::: Fragmento del documento :::
Respecto de la arista semántica, propuse un modelo integral de significado del nombre
propio para los estudios literarios, del que no es posible extenderse en este trabajo
introductorio, pero del cual proporciono, no obstante, un breve resumen. En nuestro artículo
Ensayos excéntricos de un modelo semántico de los nombres propios para los estudios
literariospropongo cuatro tipos de significados, en una transacción amplia desde la langue, la
parole, la esfera social y la lingüística histórica. Se trata, interviniendo categorías de Salvador
Gutiérrez Ordoñez (1992), Peter Strawson (1970) y Volker Kohlheim (2018), del “significado
designativo”, el “significado denotativo-referencial”, el “significado pre-propio y/o
etimológico” y el “significado connotativo”.
:::
→ Ejercicios
(1) Resume en dos oraciones el fragmento sobre el significado del nombre propio.
(2) Según el fragmento, ¿de qué autores se toman las categorías del modelo?
::: Datos proporcionados :::
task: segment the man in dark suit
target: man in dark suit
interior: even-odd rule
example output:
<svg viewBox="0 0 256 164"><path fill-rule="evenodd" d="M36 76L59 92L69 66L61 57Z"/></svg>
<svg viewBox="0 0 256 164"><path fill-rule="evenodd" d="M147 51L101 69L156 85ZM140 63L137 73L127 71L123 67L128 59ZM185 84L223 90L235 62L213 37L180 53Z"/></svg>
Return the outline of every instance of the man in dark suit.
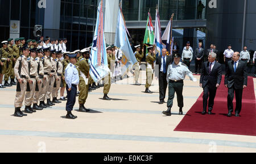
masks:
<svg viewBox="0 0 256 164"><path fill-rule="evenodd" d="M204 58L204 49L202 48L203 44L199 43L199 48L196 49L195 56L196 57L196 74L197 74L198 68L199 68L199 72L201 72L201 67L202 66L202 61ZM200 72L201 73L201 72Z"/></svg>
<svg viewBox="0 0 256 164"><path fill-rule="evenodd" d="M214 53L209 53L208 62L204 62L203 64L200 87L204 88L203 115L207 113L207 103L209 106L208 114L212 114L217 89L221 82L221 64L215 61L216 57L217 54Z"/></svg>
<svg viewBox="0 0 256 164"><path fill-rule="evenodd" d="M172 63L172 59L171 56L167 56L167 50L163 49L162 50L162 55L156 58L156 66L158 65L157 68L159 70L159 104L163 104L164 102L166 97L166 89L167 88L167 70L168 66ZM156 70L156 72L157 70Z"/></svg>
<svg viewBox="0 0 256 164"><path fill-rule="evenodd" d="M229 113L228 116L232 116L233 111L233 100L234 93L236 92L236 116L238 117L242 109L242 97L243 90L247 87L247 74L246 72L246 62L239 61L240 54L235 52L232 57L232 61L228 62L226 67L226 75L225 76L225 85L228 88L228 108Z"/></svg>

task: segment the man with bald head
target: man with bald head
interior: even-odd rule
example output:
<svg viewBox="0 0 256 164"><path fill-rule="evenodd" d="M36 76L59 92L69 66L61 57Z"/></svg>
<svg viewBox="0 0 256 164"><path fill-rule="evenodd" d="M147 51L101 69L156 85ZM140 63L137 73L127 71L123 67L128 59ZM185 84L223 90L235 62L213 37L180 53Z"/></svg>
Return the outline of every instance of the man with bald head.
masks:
:::
::: Datos proporcionados :::
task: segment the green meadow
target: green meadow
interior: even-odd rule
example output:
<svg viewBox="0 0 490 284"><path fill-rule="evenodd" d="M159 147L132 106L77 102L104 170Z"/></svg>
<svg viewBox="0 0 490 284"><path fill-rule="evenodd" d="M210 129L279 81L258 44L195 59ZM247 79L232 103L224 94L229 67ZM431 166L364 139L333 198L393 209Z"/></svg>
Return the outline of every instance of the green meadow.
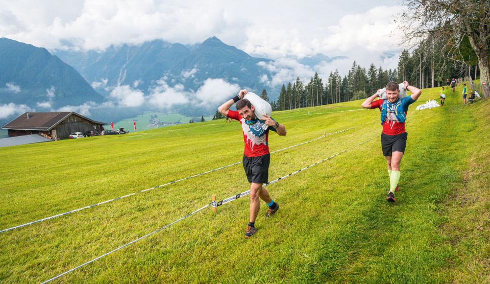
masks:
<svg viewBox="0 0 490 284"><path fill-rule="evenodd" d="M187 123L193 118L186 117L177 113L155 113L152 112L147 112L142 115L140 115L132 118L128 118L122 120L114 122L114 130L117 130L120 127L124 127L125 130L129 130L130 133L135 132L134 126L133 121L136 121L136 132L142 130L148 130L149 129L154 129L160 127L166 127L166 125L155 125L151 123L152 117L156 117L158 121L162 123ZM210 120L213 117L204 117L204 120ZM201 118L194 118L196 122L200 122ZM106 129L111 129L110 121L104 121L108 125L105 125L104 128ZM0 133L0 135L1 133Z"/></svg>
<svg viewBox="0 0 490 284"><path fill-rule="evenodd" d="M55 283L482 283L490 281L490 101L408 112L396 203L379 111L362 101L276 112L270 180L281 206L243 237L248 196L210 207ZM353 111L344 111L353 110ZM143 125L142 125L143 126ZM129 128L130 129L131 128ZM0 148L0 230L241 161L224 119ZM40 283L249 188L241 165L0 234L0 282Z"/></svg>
:::
→ Respuestas
(1) En el fragmento se resume brevemente un modelo integral de significado del nombre propio para los estudios literarios. Ese modelo, que recurre a categorías de Salvador Gutiérrez Ordoñez, Peter Strawson y Volker Kohlheim, distingue cuatro tipos de significado: el designativo, el denotativo-referencial, el pre-propio y/o etimológico y el connotativo.

(2) De Salvador Gutiérrez Ordoñez, Peter Strawson y Volker Kohlheim.